-- SUPPLIED PASSAGE follows --
Tillis has said he could ultimately support the bill if it jettisons the Senate’s aggressive cuts and returns to the House’s level of cutbacks to the program. Yet it grew too awkward for the party and Tillis, who unseated an incumbent Democrat in 2014 before fending off a very tough challenge in 2020.
TIllis said on Sunday he looks “forward to having the pure freedom to call the balls and strikes as I see fit and representing the great people of North Carolina to the best of my ability.”
Tillis might have been a stronger general-election candidate in his purple state than a Trump-inspired challenger. But Trump’s attacks were making the senator’s chances of winning a GOP primary very difficult, putting his seat at greater risk.
Tillis gave the White House and GOP leaders ample warning of his worries that the bill could create untenable political and policy consequences in his state. He’d previously aired serious public concerns about Defense Secretary Pete Hegseth’s nomination before eventually voting yes as Trump ramped up the pressure.
But it became clear that his relationship with the Trump White House might not be able to survive a vote against the president’s tax bill on final passage.
-- SUPPLIED PASSAGE concluded --
-- DATA follows --
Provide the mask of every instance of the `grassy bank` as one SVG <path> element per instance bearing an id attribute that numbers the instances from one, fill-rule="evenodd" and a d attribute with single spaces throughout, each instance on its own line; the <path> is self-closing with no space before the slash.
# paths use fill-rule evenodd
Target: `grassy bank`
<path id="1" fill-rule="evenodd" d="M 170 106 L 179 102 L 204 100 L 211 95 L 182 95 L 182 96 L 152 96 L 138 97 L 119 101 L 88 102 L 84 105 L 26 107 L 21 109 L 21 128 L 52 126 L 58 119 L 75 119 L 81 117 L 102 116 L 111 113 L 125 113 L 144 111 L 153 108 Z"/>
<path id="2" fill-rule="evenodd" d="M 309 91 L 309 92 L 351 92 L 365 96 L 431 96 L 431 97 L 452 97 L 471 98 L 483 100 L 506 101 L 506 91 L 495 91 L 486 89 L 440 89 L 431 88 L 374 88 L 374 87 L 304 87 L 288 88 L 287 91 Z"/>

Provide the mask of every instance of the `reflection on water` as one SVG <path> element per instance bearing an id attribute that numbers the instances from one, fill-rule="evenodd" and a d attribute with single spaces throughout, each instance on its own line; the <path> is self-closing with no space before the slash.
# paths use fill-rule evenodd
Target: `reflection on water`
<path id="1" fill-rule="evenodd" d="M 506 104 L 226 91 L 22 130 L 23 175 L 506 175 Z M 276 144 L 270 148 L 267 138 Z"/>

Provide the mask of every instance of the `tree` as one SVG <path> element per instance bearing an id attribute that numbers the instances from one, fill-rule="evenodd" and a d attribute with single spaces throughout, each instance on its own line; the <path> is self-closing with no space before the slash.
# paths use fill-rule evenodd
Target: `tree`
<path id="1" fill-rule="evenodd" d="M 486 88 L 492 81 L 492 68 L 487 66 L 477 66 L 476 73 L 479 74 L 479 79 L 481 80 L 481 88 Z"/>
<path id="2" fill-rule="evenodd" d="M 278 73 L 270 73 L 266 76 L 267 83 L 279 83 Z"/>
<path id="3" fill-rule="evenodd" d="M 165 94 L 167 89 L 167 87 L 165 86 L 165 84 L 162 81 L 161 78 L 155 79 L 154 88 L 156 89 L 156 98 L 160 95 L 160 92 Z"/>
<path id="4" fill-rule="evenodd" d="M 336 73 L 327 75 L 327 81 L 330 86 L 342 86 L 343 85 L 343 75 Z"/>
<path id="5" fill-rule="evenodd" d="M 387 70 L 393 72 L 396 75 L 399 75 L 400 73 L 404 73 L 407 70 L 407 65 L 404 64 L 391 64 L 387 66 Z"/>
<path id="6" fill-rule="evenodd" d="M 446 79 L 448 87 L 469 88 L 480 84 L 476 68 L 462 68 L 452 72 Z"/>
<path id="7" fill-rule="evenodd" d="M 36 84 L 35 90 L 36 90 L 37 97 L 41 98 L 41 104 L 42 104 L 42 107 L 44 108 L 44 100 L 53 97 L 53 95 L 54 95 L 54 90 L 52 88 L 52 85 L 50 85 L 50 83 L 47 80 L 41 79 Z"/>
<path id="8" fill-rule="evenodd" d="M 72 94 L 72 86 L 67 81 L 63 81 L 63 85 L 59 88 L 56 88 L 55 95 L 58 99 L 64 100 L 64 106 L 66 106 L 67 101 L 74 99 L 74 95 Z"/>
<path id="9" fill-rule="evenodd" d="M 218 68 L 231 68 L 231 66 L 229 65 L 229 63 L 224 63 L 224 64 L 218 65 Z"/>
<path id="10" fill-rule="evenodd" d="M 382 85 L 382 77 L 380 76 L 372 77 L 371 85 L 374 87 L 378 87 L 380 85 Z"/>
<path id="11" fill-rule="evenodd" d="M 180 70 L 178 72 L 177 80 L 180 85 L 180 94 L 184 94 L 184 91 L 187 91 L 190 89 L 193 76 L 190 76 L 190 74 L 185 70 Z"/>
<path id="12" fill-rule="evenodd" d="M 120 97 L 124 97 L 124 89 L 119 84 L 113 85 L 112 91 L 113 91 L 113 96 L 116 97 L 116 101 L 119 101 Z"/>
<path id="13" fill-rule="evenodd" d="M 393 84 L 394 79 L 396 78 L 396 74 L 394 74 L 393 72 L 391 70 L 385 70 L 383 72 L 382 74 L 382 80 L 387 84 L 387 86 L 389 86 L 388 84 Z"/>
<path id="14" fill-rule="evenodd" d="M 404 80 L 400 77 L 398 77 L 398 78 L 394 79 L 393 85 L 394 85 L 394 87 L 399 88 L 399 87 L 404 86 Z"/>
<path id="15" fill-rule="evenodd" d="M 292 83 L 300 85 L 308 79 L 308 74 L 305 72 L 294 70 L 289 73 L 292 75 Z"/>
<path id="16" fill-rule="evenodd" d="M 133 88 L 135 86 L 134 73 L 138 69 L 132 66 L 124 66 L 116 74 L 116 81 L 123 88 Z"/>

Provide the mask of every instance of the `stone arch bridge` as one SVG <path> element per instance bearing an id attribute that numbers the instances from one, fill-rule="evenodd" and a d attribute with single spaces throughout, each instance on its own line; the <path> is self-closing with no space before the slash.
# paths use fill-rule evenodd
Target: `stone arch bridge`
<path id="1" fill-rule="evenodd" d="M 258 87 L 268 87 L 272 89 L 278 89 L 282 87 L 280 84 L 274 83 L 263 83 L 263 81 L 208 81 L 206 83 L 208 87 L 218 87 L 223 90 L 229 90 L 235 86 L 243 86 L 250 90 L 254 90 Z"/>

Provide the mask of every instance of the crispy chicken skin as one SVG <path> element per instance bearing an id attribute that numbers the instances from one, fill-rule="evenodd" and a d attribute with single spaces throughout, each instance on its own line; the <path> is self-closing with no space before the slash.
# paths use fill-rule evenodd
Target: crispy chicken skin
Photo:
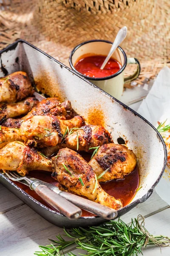
<path id="1" fill-rule="evenodd" d="M 70 129 L 84 125 L 84 119 L 79 116 L 65 120 L 52 115 L 34 116 L 22 122 L 19 134 L 25 142 L 33 140 L 38 146 L 52 147 L 61 143 L 67 127 Z M 28 143 L 31 145 L 32 142 Z"/>
<path id="2" fill-rule="evenodd" d="M 85 125 L 70 135 L 66 136 L 62 144 L 54 148 L 44 148 L 45 155 L 50 156 L 60 148 L 68 148 L 73 150 L 77 150 L 77 134 L 79 141 L 79 151 L 92 152 L 90 148 L 98 147 L 113 142 L 110 134 L 103 126 L 98 125 Z"/>
<path id="3" fill-rule="evenodd" d="M 29 171 L 52 171 L 51 160 L 23 143 L 14 141 L 0 150 L 0 169 L 15 171 L 25 176 Z"/>
<path id="4" fill-rule="evenodd" d="M 65 120 L 73 117 L 75 115 L 74 113 L 69 101 L 65 101 L 61 103 L 57 98 L 48 98 L 39 102 L 27 115 L 22 118 L 14 119 L 9 118 L 4 121 L 2 124 L 4 126 L 11 128 L 20 128 L 24 120 L 33 116 L 53 115 L 57 116 L 59 119 Z"/>
<path id="5" fill-rule="evenodd" d="M 21 124 L 23 121 L 23 120 L 20 118 L 11 118 L 9 117 L 5 121 L 4 121 L 2 123 L 2 125 L 3 126 L 8 127 L 9 128 L 20 128 Z"/>
<path id="6" fill-rule="evenodd" d="M 8 117 L 14 117 L 27 114 L 38 101 L 30 97 L 19 102 L 0 104 L 0 122 Z"/>
<path id="7" fill-rule="evenodd" d="M 8 128 L 0 126 L 0 148 L 2 148 L 9 142 L 18 140 L 22 141 L 19 135 L 19 131 L 14 128 Z"/>
<path id="8" fill-rule="evenodd" d="M 57 157 L 52 158 L 52 177 L 59 182 L 64 189 L 85 196 L 92 201 L 114 209 L 122 207 L 120 200 L 116 200 L 102 189 L 97 180 L 96 181 L 91 166 L 78 153 L 66 148 L 60 149 L 57 155 Z M 62 164 L 65 165 L 71 175 Z M 79 178 L 82 179 L 84 186 Z"/>
<path id="9" fill-rule="evenodd" d="M 0 102 L 14 103 L 31 96 L 34 90 L 26 73 L 18 71 L 0 79 Z"/>
<path id="10" fill-rule="evenodd" d="M 57 98 L 47 98 L 40 102 L 22 119 L 27 119 L 33 116 L 53 115 L 57 116 L 59 119 L 65 120 L 71 118 L 72 114 L 71 103 L 69 101 L 61 103 Z"/>
<path id="11" fill-rule="evenodd" d="M 122 179 L 132 172 L 136 165 L 136 157 L 132 150 L 124 145 L 110 143 L 100 147 L 89 162 L 97 177 L 108 171 L 99 182 Z"/>

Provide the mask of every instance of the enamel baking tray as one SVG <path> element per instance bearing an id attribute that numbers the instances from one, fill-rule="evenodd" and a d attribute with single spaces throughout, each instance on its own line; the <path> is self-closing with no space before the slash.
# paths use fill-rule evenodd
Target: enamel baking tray
<path id="1" fill-rule="evenodd" d="M 167 158 L 164 140 L 152 125 L 127 106 L 23 40 L 1 51 L 0 58 L 0 76 L 19 70 L 26 72 L 38 91 L 51 97 L 59 96 L 63 100 L 69 99 L 73 108 L 87 122 L 104 125 L 111 132 L 115 143 L 122 138 L 133 151 L 140 170 L 139 187 L 142 188 L 130 204 L 119 210 L 118 216 L 148 198 L 163 173 Z M 105 221 L 98 217 L 70 220 L 34 199 L 1 174 L 0 182 L 39 214 L 59 227 L 87 227 Z"/>

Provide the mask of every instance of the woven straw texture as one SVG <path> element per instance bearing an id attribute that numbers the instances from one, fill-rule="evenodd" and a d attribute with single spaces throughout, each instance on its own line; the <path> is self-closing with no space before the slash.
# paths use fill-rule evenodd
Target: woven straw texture
<path id="1" fill-rule="evenodd" d="M 169 0 L 13 0 L 5 7 L 4 3 L 0 49 L 22 38 L 69 66 L 76 45 L 94 39 L 113 41 L 126 26 L 128 35 L 121 46 L 141 62 L 138 82 L 154 78 L 170 66 Z M 126 75 L 134 66 L 127 66 Z"/>

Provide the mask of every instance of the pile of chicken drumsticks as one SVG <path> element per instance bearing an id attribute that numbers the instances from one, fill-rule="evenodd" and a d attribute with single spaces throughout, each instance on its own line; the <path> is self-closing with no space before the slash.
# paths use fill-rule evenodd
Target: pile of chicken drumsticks
<path id="1" fill-rule="evenodd" d="M 99 182 L 132 172 L 133 151 L 114 144 L 103 127 L 86 125 L 69 101 L 39 101 L 34 92 L 25 72 L 0 79 L 0 169 L 22 176 L 34 170 L 51 172 L 63 190 L 116 209 L 122 207 Z M 78 153 L 94 149 L 89 163 Z"/>

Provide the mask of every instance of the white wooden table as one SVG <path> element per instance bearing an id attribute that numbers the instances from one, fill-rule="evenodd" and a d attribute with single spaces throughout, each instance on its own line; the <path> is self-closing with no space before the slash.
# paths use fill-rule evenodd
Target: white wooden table
<path id="1" fill-rule="evenodd" d="M 140 103 L 130 106 L 137 110 Z M 63 233 L 62 228 L 43 219 L 0 184 L 0 256 L 32 256 L 40 251 L 39 245 L 48 244 L 48 238 L 54 239 L 59 233 Z M 170 237 L 170 207 L 155 191 L 147 201 L 121 218 L 128 223 L 139 214 L 145 217 L 145 227 L 152 234 Z M 77 249 L 72 250 L 78 255 Z M 158 247 L 148 247 L 144 255 L 170 256 L 170 247 L 162 248 L 161 253 Z"/>

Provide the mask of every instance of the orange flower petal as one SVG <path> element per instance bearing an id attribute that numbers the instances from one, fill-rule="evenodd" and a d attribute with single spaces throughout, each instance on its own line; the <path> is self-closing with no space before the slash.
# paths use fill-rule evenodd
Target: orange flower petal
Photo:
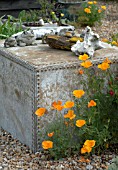
<path id="1" fill-rule="evenodd" d="M 64 105 L 64 108 L 71 108 L 74 106 L 74 102 L 73 101 L 67 101 Z"/>
<path id="2" fill-rule="evenodd" d="M 106 10 L 106 6 L 101 6 L 102 9 Z"/>
<path id="3" fill-rule="evenodd" d="M 62 102 L 60 100 L 58 100 L 57 102 L 54 101 L 52 103 L 52 108 L 58 110 L 58 111 L 61 111 L 64 107 L 62 106 Z"/>
<path id="4" fill-rule="evenodd" d="M 48 137 L 52 137 L 54 135 L 54 132 L 48 133 Z"/>
<path id="5" fill-rule="evenodd" d="M 91 10 L 89 8 L 85 8 L 84 9 L 84 12 L 86 12 L 87 14 L 90 14 L 91 13 Z"/>
<path id="6" fill-rule="evenodd" d="M 110 64 L 110 63 L 111 63 L 111 60 L 109 60 L 108 58 L 106 58 L 103 62 Z"/>
<path id="7" fill-rule="evenodd" d="M 79 74 L 84 74 L 84 71 L 83 70 L 79 70 Z"/>
<path id="8" fill-rule="evenodd" d="M 96 106 L 96 102 L 94 102 L 94 100 L 91 100 L 91 101 L 88 103 L 88 107 L 93 107 L 93 106 Z"/>
<path id="9" fill-rule="evenodd" d="M 74 119 L 76 115 L 73 110 L 69 110 L 67 114 L 64 115 L 64 118 L 69 118 L 70 120 Z"/>
<path id="10" fill-rule="evenodd" d="M 36 114 L 37 116 L 43 116 L 45 112 L 46 112 L 46 109 L 43 108 L 43 107 L 41 107 L 41 108 L 39 108 L 39 109 L 36 110 L 35 114 Z"/>
<path id="11" fill-rule="evenodd" d="M 85 68 L 89 68 L 89 67 L 92 66 L 92 63 L 91 63 L 91 61 L 86 60 L 85 62 L 81 63 L 80 65 L 85 67 Z"/>
<path id="12" fill-rule="evenodd" d="M 77 98 L 81 98 L 84 95 L 84 91 L 83 90 L 74 90 L 73 91 L 73 95 Z"/>
<path id="13" fill-rule="evenodd" d="M 88 147 L 94 147 L 95 146 L 95 140 L 86 140 L 84 142 L 84 146 L 88 146 Z"/>
<path id="14" fill-rule="evenodd" d="M 79 55 L 79 60 L 87 60 L 89 56 L 87 54 Z"/>
<path id="15" fill-rule="evenodd" d="M 77 120 L 76 121 L 76 126 L 77 127 L 82 127 L 86 124 L 86 121 L 85 120 Z"/>
<path id="16" fill-rule="evenodd" d="M 53 142 L 52 141 L 43 141 L 42 142 L 42 147 L 43 149 L 50 149 L 50 148 L 53 148 Z"/>
<path id="17" fill-rule="evenodd" d="M 99 65 L 98 65 L 98 68 L 100 68 L 101 70 L 105 71 L 105 70 L 107 70 L 108 68 L 110 68 L 110 66 L 109 66 L 108 63 L 103 62 L 102 64 L 99 64 Z"/>

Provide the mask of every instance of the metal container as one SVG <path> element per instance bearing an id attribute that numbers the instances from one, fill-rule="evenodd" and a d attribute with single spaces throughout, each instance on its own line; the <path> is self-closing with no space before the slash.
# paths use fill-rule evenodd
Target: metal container
<path id="1" fill-rule="evenodd" d="M 117 71 L 118 50 L 96 51 L 94 64 L 111 57 Z M 99 57 L 101 56 L 101 58 Z M 50 110 L 55 100 L 71 99 L 72 90 L 81 88 L 78 57 L 71 51 L 51 49 L 48 45 L 0 47 L 0 127 L 14 138 L 38 151 L 41 131 L 52 121 Z M 46 107 L 46 116 L 37 118 L 38 107 Z"/>

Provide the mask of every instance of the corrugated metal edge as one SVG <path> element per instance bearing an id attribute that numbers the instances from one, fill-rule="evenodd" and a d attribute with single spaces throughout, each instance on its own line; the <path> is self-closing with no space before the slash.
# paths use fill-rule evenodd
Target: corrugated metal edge
<path id="1" fill-rule="evenodd" d="M 105 60 L 105 58 L 103 57 L 99 57 L 97 59 L 91 59 L 91 62 L 93 65 L 97 65 L 102 63 Z M 110 60 L 112 61 L 112 63 L 118 63 L 118 57 L 117 56 L 113 56 L 112 58 L 110 58 Z M 59 62 L 59 63 L 49 63 L 48 65 L 39 65 L 39 66 L 35 66 L 35 69 L 38 72 L 43 72 L 43 71 L 47 71 L 47 70 L 58 70 L 58 69 L 66 69 L 66 68 L 75 68 L 75 67 L 79 67 L 80 66 L 80 61 L 78 60 L 78 62 L 71 62 L 71 63 L 63 63 L 63 62 Z"/>

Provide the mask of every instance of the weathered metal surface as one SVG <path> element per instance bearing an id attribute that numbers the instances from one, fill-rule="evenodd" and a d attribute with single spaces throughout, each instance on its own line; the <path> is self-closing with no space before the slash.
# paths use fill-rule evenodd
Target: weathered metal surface
<path id="1" fill-rule="evenodd" d="M 38 132 L 51 121 L 54 100 L 71 98 L 73 89 L 81 88 L 78 58 L 71 51 L 51 49 L 37 41 L 37 46 L 0 48 L 0 126 L 21 142 L 37 151 Z M 111 57 L 117 72 L 118 50 L 102 49 L 95 52 L 94 64 Z M 37 120 L 37 107 L 49 112 Z"/>

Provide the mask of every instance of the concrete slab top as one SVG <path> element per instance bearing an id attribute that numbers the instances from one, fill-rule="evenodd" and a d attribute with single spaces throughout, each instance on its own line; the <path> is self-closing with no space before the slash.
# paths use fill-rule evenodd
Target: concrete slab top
-- DATA concluded --
WHAT YOU ARE ASKED TO DO – Please continue the passage above about Senator Tillis and the tax bill, starting after its last sentence.

EXERCISE RESPONSE –
“Tillis hasn’t said he’s not going to vote for the final product. And maybe he still does,” said Sen. Bernie Moreno, R-Ohio.
Moreno added that the only way to hold the seat is to keep the party unified after any potential primary in North Carolina: “When the party is divided, we lose.”
The National Republican Senatorial Committee declined to comment about Tillis viability earlier Sunday. After his announcement, NRSC Chair Tim Scott said the party’s winning streak in the state’s Senate races “will continue in 2026 when North Carolinians elect a conservative leader committed to advancing an agenda of opportunity, prosperity, and security.”
Know More
Tillis dealt with a primary threat in 2020 after coming out against Trump’s national emergency declaration on the border (he ultimately ended up supporting it).
He’s also known to occasionally entertain policymaking compromises with Democrats and has suffered blowback from his party in the past for it; in addition, he’s a proponent of further aid for Ukraine’s defense against Russia.
Once Trump became president again in 2025, Tillis has voted for almost all of his nominees. One exception: He helped scuttle the nomination of Ed Martin to be US attorney for the District of Columbia over Martin’s advocacy for some rioters who breached the Capitol on Jan. 6, 2021.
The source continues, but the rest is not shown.